Text section
Starting next week, four Iraqi rebel leaders, including two former officers
in Iraq's armed forces, will attend a 10-day training course at the Air
Force's special-operations headquarters in Florida, where American officials
will school them on how to organize a military in an emerging state. Other
courses are being prepared.
The Administration has also approved its first contribution of surplus
Pentagon equipment intended to help foster the overthrow of President
Hussein, offering the main Iraqi opposition groups $2 million worth of
office supplies.
While the initial assistance is modest -- and, the officials emphasized,
"nonlethal" -- it reflects the sharp shift in policy toward overt support of
what amounts to an insurgency against Hussein's Government. In that sense,
it recalls American support in the 1980's for the contra rebels in Nicaragua
and for the mujahedeen guerrillas who resisted the Soviet invasion of
Afghanistan.
The training and equipment, which includes computers, fax machines and file
cabinets, represent the first portion of $97 million in aid authorized by
Congress last year to bolster the fractious groups intent on deposing
President Hussein.

Dataset entries
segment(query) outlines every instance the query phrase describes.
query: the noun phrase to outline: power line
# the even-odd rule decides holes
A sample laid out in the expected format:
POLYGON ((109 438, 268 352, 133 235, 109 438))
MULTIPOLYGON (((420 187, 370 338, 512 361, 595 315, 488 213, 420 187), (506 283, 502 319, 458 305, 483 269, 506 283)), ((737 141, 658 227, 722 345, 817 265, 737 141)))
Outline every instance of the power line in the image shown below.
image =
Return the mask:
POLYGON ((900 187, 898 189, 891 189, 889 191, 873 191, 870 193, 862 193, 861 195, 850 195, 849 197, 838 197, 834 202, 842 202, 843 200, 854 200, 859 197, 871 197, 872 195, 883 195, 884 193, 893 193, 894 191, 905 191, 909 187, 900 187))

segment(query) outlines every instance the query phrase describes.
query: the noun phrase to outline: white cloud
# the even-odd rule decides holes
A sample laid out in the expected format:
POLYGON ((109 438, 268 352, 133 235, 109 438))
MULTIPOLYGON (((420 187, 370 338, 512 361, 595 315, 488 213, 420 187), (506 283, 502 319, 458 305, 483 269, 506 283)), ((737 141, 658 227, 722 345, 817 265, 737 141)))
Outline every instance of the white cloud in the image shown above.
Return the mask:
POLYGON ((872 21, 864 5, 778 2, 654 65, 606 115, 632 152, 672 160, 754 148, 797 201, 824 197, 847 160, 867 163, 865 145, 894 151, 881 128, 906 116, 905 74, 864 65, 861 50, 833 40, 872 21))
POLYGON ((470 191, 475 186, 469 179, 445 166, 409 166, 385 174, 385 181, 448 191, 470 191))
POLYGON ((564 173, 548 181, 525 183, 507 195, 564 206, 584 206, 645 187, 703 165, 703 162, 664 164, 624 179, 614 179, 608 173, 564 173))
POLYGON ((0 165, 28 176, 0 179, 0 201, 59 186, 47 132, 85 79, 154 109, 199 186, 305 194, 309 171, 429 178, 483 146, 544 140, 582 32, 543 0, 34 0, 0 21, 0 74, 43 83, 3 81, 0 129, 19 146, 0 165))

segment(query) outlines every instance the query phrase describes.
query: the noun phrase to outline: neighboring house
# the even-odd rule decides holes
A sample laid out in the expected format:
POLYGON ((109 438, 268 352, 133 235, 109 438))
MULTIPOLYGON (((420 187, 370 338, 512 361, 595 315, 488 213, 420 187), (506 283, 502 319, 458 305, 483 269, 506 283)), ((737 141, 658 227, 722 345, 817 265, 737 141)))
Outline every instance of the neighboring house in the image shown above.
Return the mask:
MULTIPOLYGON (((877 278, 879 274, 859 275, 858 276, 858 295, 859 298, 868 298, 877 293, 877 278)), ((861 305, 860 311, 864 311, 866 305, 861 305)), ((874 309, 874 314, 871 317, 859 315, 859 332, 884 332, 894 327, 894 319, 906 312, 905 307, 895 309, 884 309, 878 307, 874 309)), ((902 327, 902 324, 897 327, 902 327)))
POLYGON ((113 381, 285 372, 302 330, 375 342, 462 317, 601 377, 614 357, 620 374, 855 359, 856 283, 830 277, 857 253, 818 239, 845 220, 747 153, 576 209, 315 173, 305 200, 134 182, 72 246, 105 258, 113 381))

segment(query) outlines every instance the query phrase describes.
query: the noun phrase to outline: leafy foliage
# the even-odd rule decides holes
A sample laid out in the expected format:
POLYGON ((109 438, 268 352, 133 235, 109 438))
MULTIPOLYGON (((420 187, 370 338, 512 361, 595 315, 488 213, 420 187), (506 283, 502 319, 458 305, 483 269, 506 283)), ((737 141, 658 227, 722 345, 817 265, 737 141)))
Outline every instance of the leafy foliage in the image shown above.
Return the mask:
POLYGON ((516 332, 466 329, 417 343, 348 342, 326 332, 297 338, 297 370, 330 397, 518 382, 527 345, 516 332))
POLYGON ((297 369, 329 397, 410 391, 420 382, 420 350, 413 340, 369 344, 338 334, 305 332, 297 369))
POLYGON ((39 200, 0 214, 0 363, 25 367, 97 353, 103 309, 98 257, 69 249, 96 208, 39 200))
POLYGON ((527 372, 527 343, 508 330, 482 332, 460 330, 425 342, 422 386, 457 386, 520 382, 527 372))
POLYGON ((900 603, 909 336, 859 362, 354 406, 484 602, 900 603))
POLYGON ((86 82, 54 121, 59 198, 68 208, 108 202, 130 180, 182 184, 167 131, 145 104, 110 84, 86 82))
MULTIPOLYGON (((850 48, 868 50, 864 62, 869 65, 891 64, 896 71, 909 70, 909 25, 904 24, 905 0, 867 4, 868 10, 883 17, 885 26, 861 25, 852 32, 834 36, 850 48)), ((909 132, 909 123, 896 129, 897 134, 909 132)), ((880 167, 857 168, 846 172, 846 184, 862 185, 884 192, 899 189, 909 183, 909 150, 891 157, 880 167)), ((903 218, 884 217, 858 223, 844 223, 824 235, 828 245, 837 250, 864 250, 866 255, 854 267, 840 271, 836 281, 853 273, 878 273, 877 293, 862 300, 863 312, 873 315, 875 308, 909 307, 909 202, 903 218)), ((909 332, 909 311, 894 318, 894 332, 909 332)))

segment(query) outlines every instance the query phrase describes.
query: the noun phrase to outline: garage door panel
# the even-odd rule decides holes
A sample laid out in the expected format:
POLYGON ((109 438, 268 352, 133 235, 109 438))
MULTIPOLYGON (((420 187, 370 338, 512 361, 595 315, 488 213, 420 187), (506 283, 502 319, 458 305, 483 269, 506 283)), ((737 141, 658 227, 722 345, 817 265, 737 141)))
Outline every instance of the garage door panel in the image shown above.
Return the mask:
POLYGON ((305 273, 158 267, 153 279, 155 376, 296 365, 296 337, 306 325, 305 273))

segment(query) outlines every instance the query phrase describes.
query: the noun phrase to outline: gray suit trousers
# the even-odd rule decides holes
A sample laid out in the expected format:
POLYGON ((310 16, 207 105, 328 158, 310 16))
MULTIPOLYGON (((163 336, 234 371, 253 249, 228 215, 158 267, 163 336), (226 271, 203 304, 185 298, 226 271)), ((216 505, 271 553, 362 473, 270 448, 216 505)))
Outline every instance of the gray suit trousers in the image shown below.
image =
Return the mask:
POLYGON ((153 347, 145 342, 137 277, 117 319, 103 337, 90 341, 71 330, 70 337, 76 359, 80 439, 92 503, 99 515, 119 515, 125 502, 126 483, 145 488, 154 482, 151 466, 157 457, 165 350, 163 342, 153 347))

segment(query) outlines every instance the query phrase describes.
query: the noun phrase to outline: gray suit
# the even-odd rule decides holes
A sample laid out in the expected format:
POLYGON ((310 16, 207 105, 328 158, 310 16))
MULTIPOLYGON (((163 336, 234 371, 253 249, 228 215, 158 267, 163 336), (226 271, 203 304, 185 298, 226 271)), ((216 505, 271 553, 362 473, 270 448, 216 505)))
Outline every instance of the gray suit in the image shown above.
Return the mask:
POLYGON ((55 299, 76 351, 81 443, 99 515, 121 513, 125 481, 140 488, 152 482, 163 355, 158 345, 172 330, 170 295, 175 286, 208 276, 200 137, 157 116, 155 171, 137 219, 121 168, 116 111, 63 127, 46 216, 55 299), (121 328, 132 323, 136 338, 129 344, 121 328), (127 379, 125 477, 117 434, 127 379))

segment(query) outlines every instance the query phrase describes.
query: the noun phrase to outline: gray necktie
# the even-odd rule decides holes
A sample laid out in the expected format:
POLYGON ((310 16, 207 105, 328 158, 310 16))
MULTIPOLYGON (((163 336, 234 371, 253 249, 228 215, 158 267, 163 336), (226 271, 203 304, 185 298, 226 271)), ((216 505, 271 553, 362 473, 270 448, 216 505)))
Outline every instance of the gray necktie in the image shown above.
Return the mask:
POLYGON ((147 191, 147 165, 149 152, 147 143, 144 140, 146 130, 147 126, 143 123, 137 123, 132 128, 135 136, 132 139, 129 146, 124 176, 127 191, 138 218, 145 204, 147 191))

What to do
1. Answer these from the passage on aid to Iraqi rebels:
(a) How many days does the training course in Florida last?
(b) What was the value of the office supplies offered to the main Iraqi opposition groups?
(c) How much aid did Congress authorize last year?
2. Update the records from their start up to and including the line with "POLYGON ((0 165, 28", replacing "expected format" with "required format" and changing nothing else. Return only those lines.

Answers by task
1.
(a) 10 days
(b) $2 million
(c) $97 million

2.
segment(query) outlines every instance the query phrase describes.
query: the noun phrase to outline: power line
# the even-odd rule decides holes
A sample laid out in the required format:
POLYGON ((109 438, 268 352, 133 235, 109 438))
MULTIPOLYGON (((420 187, 370 338, 512 361, 595 315, 488 213, 420 187), (506 283, 502 319, 458 305, 483 269, 506 283)), ((737 141, 658 227, 722 345, 817 265, 737 141)))
Outline every instance of the power line in the image shown below.
image =
Return the mask:
POLYGON ((900 187, 898 189, 891 189, 889 191, 873 191, 870 193, 862 193, 861 195, 850 195, 849 197, 838 197, 834 202, 842 202, 843 200, 854 200, 859 197, 871 197, 872 195, 883 195, 884 193, 893 193, 894 191, 905 191, 909 187, 900 187))

segment(query) outlines every instance the query phrase describes.
query: the noun phrase to outline: white cloud
# the even-odd rule decides holes
A sample laid out in the required format:
POLYGON ((109 438, 268 352, 133 235, 109 438))
MULTIPOLYGON (((420 187, 370 338, 512 361, 595 315, 488 213, 420 187), (506 283, 502 319, 458 305, 483 269, 506 283)), ((737 141, 658 227, 722 345, 817 265, 737 141)))
Outline every instance of the white cloud in the image shown above.
Return the mask:
POLYGON ((872 21, 864 5, 778 2, 654 65, 606 115, 632 152, 672 160, 754 148, 797 201, 824 197, 847 160, 867 163, 865 145, 894 151, 881 128, 906 116, 905 74, 864 65, 861 50, 833 40, 872 21))
POLYGON ((470 191, 475 186, 469 179, 445 166, 409 166, 385 174, 385 181, 448 191, 470 191))
POLYGON ((564 173, 548 181, 525 183, 507 195, 564 206, 584 206, 645 187, 703 165, 703 162, 664 164, 624 179, 614 179, 608 173, 564 173))
POLYGON ((0 165, 28 176, 0 179, 0 201, 59 186, 47 132, 85 79, 154 109, 199 186, 305 194, 309 171, 429 178, 483 146, 544 140, 582 32, 543 0, 34 0, 0 21, 0 74, 43 83, 3 81, 0 129, 19 146, 0 165))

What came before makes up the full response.